TASK ->
With no edits of any kind, print each record that follows.

Source data
************

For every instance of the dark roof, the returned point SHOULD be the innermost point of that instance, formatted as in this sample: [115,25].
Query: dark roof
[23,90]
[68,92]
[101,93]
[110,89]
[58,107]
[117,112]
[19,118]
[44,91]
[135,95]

************

ANSWER TO THIS EXERCISE ->
For every instance of the dark roof, the returned point SHOULD be the innermost point of that instance, formatted as in this sample: [115,25].
Query: dark roof
[23,90]
[68,92]
[101,93]
[110,89]
[58,107]
[117,112]
[19,118]
[44,91]
[135,95]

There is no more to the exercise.